Deepfakes e Provas Digitais: os desafios jurídicos na era digital
- Rogerio Meceni
- 22 de ago.
- 4 min de leitura
Atualizado: 22 de ago.

Imagine assistir a um vídeo onde uma pessoa conhecida aparece dizendo algo polêmico — mas, na verdade, ela nunca disse aquilo. Parece cena de filme futurista? Pois é exatamente o que os deepfakes tornaram possível. E o impacto dessa tecnologia vai muito além das redes sociais: ela já começa a desafiar o mundo jurídico, especialmente no uso de provas digitais.
O que são deepfakes?
Deepfakes são conteúdos — geralmente vídeos ou áudios — manipulados por inteligência artificial, de forma tão realista que podem enganar até os olhos mais atentos. Essa tecnologia usa algoritmos avançados para sobrepor rostos, alterar vozes ou criar falas que nunca existiram.
Se antes isso exigia conhecimento técnico avançado, hoje já existem aplicativos e sites capazes de criar vídeos falsos com poucos cliques. O potencial para golpes, fraudes e desinformação é enorme.
Recentemente li um artigo em que o surgimento de candidatos virtuais gerados por Inteligência Artificial são a nova dor de cabeça para os processos seletivos de RH. Nunca poderíamos imaginar que isso poderia acontecer, não é verdade? Com a proliferação dos deepfakes, novos desafios estão sendo impostos.
O problema jurídico: como confiar nas provas digitais?

# Tarefas
[1] Transcreva do texto sobre deepfakes a passagem que começa em "Imagine assistir a" e segue até "desinformação é enorme.".
[2] Dê continuidade ao texto sobre deepfakes a partir do ponto em que ele termina.

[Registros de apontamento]
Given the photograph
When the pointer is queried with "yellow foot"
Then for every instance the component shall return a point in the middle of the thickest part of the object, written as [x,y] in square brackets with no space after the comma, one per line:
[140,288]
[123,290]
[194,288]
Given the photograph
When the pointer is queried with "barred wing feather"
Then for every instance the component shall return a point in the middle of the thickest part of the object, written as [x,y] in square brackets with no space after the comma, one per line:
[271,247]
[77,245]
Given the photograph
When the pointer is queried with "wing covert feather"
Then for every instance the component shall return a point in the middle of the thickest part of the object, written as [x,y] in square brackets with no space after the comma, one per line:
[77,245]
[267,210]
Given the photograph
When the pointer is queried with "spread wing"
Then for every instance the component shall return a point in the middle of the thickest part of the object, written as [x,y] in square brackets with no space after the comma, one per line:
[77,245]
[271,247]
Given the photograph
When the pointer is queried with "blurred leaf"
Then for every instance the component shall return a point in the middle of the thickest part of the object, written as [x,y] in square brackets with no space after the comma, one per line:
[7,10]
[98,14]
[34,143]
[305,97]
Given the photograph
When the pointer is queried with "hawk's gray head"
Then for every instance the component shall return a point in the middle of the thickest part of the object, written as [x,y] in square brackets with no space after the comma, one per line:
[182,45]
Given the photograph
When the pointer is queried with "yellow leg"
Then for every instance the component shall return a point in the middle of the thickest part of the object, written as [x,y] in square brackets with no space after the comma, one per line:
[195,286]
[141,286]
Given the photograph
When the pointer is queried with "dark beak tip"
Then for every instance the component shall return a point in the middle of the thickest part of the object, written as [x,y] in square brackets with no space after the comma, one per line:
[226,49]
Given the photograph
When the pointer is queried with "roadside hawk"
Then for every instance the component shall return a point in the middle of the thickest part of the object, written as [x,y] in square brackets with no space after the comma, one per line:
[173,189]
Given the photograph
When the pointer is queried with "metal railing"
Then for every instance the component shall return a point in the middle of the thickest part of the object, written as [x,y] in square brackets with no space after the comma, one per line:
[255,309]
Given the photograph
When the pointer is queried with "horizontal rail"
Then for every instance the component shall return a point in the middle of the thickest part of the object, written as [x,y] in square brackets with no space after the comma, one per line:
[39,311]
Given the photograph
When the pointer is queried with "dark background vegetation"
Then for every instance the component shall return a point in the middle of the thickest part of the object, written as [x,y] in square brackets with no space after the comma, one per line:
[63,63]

# Respostas do exercício
[1]
Imagine assistir a um vídeo onde uma pessoa conhecida aparece dizendo algo polêmico — mas, na verdade, ela nunca disse aquilo. Parece cena de filme futurista? Pois é exatamente o que os deepfakes tornaram possível. E o impacto dessa tecnologia vai muito além das redes sociais: ela já começa a desafiar o mundo jurídico, especialmente no uso de provas digitais.
O que são deepfakes?
Deepfakes são conteúdos — geralmente vídeos ou áudios — manipulados por inteligência artificial, de forma tão realista que podem enganar até os olhos mais atentos. Essa tecnologia usa algoritmos avançados para sobrepor rostos, alterar vozes ou criar falas que nunca existiram.
Se antes isso exigia conhecimento técnico avançado, hoje já existem aplicativos e sites capazes de criar vídeos falsos com poucos cliques. O potencial para golpes, fraudes e desinformação é enorme.

[2]
No mundo jurídico, o uso de áudios, vídeos, prints e mensagens como provas é cada vez mais comum. Mas com o avanço dos deepfakes, surge uma pergunta preocupante: como garantir que esse conteúdo é verdadeiro?
A autenticidade das provas digitais já era um desafio — e agora, com a manipulação por IA, se torna ainda mais complexo. Um vídeo pode parecer legítimo, mas ter sido completamente forjado. Isso coloca em xeque a confiança no material apresentado em processos judiciais.
Quem é responsável por provar a veracidade?
No Brasil, quem apresenta uma prova é responsável por demonstrar sua autenticidade. Em muitos casos, é necessário recorrer à perícia técnica — que analisa metadados, cortes, ruídos e outros sinais de edição.
Com os deepfakes, esse trabalho técnico se torna ainda mais importante. Advogados, juízes e peritos precisam estar preparados para lidar com esse tipo de material, mesmo que a legislação ainda não trate diretamente desse fenômeno.
Quais os riscos práticos?
Fraudes processuais: vídeos falsos apresentados para incriminar ou inocentar alguém.
Danos morais e reputacionais: empresas ou pessoas vítimas de conteúdo manipulado.
Provas ilegítimas: decisões judiciais baseadas em material enganoso.
Tudo isso reforça a importância da cautela e da análise técnica ao lidar com provas digitais — especialmente em um cenário onde “ver para crer” já não é mais seguro e suficiente.
O Deepfake e o Direito Brasileiro
Ainda não existe uma legislação específica sobre deepfakes no Brasil, mas o debate já começou. Enquanto isso, o caminho está em:
Capacitar profissionais do Direito sobre tecnologias emergentes.
Fortalecer a perícia digital como etapa essencial em muitos processos.
Usar ferramentas forenses capazes de detectar manipulações digitais. A Perícia Forense terá um protagonismo cada vez maior na análise da autenticidade e veracidade das provas digitais levadas à juízo.
Além disso, o bom senso e a análise crítica continuam sendo aliados indispensáveis. Nem toda imagem vale mais que mil palavras — principalmente se for manipulada.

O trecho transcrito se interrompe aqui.